**Required work:**
**A)** In the text on health insurance for people over 50 who divorce, what is a Divorce from Bed and Board?
**B)** Rewrite the passage of the text on health insurance in divorce after 50 that opens with the words containing "One option is" and closes with "health insurance plan.", putting "spouses" in place of "parties".
**C)** Carry on the text about health insurance for people over 50 who are divorcing, beginning after its last sentence.

**Selected text:**

Over 50 and getting a Divorce presents challenges concerning health care issues. Health insurance, important for everyone, becomes vital as we age and develop health issues.

Usually, at least one party is covered by employer-sponsored private medical health insurance; the spouse is typically covered under that plan. While some plans allow the spouse to remain on after a divorce, others do not. This is critical information to provide your Rhode Island divorce attorney as early as possible. If the employer's plan will not permit a divorced spouse to remain on the plan, that spouse's budget must include future health insurance premiums. It is an issue to be negotiated in the settlement.

One option is to obtain a Divorce from Bed and Board, which is a formalized legal separation. Since the parties remain married, the spouse remains on the health insurance plan.

COBRA, an option with significant costs, protects individuals covered by group health insurance and is designed to provide a continuation of coverage when there is a change in circumstances or a "qualifying event" such as a divorce. COBRA is usually limited to 18 months, though in this situation, it may continue for up to 36 months, provided that the employee meets the notice requirements. COBRA applies to businesses that have 20 or more employee covered by health insurance. To maintain COBRA coverage, the insured must pay the entire premium for all plan costs without any assistance from the employer. For more information, see http://www.dol.gov/ebsa/faqs/faq-consumer-cobra.html

Medicare provides health care coverage for people 65 and older, or under 65 with certain disabilities. If one spouse has not worked and is not entitled to coverage under his/her own account, coverage may be available if the parties were validly married for at least 10 years before the Final Judgment and the "working" spouse has not been remarried to another spouse for more than 10 years.

**Dataset records:**
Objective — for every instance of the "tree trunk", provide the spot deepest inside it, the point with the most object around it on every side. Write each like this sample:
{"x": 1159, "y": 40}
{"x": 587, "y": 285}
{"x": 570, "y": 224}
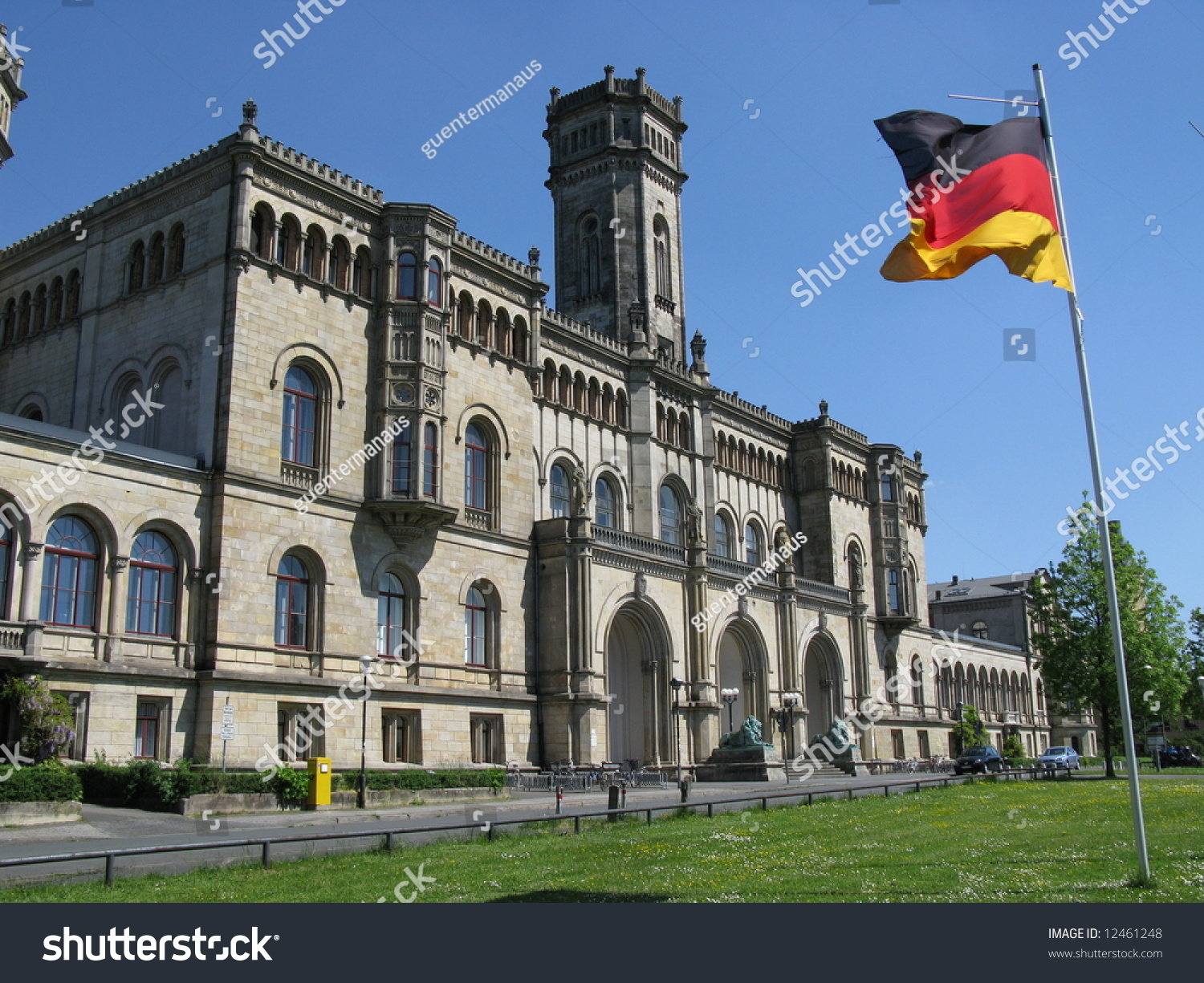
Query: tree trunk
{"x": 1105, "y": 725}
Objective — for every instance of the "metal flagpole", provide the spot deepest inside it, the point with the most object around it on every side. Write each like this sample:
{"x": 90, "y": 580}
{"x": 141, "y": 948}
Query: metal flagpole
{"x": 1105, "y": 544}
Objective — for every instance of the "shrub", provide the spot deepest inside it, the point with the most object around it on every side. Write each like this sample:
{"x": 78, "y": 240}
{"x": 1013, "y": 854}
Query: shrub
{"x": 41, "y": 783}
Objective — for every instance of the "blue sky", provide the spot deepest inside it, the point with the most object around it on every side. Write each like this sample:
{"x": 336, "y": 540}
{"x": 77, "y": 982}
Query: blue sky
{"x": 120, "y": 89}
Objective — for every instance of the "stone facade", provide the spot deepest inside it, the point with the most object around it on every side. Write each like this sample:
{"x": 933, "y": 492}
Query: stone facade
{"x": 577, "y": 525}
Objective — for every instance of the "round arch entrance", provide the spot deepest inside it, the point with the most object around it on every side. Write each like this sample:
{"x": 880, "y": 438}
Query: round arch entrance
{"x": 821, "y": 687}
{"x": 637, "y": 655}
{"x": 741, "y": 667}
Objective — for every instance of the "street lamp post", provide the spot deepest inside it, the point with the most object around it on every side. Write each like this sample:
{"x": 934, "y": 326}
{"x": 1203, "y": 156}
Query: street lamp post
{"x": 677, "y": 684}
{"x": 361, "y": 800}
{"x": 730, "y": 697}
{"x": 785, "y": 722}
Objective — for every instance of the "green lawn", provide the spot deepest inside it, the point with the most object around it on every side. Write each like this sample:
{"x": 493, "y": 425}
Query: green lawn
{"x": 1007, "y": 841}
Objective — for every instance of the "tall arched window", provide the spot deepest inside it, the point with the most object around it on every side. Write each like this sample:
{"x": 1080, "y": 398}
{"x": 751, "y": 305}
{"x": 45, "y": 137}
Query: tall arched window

...

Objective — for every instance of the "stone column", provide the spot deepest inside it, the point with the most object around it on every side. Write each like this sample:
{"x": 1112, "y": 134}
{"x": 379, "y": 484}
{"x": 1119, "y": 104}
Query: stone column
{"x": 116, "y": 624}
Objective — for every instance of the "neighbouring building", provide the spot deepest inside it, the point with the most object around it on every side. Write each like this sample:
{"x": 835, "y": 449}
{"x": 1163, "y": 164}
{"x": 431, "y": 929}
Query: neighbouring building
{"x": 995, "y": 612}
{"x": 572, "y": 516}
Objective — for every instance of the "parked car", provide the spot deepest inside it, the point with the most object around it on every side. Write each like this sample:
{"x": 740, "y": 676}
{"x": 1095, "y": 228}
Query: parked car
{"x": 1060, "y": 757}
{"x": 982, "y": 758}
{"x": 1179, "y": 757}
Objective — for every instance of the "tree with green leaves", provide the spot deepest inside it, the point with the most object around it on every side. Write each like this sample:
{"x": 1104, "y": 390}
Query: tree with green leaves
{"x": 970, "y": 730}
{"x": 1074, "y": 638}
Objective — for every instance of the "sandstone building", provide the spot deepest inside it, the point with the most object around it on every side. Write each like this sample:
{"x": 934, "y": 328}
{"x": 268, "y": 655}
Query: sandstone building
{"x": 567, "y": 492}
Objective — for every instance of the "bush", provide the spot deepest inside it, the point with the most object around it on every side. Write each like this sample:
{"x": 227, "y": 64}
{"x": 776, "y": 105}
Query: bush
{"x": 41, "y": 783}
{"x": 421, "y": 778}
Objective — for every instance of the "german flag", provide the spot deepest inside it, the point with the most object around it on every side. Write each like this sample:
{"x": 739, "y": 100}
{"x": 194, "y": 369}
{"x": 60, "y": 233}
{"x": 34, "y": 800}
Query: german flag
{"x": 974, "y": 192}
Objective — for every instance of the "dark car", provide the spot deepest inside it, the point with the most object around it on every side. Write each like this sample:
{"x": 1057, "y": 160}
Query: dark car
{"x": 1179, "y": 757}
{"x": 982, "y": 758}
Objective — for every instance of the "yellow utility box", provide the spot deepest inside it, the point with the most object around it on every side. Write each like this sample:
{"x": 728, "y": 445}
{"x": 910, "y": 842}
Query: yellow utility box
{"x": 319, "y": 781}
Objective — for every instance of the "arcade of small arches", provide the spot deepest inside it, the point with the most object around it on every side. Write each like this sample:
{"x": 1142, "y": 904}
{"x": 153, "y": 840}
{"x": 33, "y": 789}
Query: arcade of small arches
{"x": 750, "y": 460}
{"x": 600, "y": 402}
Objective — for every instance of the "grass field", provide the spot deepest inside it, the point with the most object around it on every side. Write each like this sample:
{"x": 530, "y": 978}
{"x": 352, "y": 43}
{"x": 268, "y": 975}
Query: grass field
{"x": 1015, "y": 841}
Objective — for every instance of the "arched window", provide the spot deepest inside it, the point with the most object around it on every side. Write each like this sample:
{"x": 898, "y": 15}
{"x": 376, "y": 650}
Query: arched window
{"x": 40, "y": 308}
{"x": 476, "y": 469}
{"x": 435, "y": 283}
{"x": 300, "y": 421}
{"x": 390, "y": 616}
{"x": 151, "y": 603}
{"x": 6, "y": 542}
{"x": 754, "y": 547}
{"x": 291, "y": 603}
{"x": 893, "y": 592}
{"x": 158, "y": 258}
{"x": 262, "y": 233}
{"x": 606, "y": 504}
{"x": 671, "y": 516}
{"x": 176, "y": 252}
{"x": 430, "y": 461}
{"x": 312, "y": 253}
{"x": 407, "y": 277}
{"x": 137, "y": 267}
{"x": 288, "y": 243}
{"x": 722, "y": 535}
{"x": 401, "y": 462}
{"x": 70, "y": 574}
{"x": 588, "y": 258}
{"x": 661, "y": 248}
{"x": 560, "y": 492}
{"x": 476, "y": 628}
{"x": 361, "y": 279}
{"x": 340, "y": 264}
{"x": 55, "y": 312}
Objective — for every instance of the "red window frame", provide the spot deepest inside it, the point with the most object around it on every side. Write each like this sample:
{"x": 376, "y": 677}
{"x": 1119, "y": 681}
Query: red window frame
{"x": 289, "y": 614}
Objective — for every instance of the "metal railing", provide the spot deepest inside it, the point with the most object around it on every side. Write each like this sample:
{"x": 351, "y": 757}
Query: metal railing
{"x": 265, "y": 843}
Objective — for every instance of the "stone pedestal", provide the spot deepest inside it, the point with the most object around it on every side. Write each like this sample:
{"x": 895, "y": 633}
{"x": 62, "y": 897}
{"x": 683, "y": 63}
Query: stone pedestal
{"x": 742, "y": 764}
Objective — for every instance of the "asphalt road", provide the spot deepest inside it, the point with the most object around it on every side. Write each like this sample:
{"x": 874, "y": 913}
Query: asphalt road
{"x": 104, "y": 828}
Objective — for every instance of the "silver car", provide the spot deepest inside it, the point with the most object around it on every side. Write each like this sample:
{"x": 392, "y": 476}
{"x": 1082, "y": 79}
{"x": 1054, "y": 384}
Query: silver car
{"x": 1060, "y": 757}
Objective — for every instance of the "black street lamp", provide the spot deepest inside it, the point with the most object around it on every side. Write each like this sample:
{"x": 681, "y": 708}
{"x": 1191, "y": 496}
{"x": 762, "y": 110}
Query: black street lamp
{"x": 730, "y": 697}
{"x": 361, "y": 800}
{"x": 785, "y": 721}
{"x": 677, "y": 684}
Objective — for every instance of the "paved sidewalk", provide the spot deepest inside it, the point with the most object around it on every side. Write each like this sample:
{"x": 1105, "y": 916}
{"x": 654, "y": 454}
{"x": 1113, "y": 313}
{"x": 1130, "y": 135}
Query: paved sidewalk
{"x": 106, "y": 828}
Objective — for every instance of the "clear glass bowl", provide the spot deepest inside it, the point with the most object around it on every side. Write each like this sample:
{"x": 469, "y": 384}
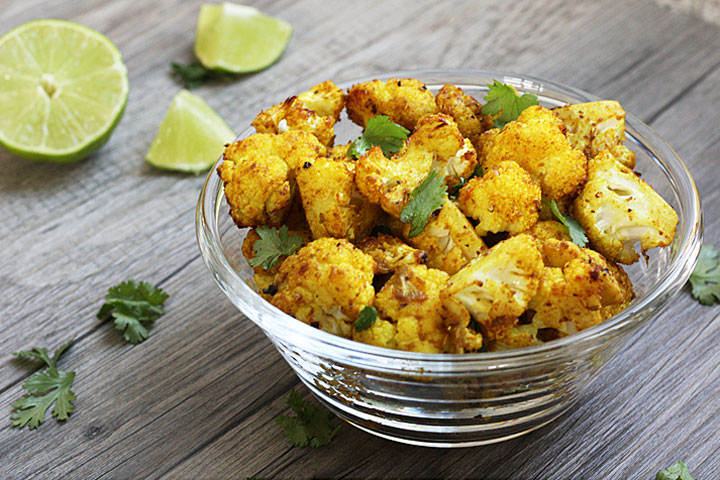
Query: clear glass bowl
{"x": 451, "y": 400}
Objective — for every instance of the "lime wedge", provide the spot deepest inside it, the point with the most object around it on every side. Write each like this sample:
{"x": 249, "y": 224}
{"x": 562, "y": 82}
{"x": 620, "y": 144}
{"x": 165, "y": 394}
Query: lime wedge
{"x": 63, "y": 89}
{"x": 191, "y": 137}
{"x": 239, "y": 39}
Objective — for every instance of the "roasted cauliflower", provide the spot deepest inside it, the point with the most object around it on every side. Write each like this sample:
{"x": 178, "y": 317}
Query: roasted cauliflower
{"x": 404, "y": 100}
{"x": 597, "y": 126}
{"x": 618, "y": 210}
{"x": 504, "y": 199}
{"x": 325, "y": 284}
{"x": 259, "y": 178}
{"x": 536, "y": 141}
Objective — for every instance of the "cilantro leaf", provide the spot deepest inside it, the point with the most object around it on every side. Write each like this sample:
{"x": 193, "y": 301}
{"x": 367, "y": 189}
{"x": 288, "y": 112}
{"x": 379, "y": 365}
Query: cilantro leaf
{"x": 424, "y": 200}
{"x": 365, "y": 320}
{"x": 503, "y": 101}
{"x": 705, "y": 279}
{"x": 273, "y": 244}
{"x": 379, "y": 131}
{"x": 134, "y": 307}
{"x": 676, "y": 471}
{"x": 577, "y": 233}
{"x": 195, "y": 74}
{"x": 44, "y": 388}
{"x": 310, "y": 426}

**Answers per task:**
**A)** It is a formalized legal separation.

**B)**
One option is to obtain a Divorce from Bed and Board, which is a formalized legal separation. Since the spouses remain married, the spouse remains on the health insurance plan.

**C)**
Medicaid may provide coverage for those who meet the stringent means test, having insignificant assets and severely limited income.

Another consideration is that onceseparated, each party should prepare a new health care directive or health care power of attorney, naming the person(s) who can make health care decisions for him/her. When there is no spouse, or a conflicted relationship between the spouses, it becomes very important to put into writing the wishes for end of life decisions and who should make other medical decisions. In Rhode Island, it is also suggested to appoint a person to make funeral arrangements as well.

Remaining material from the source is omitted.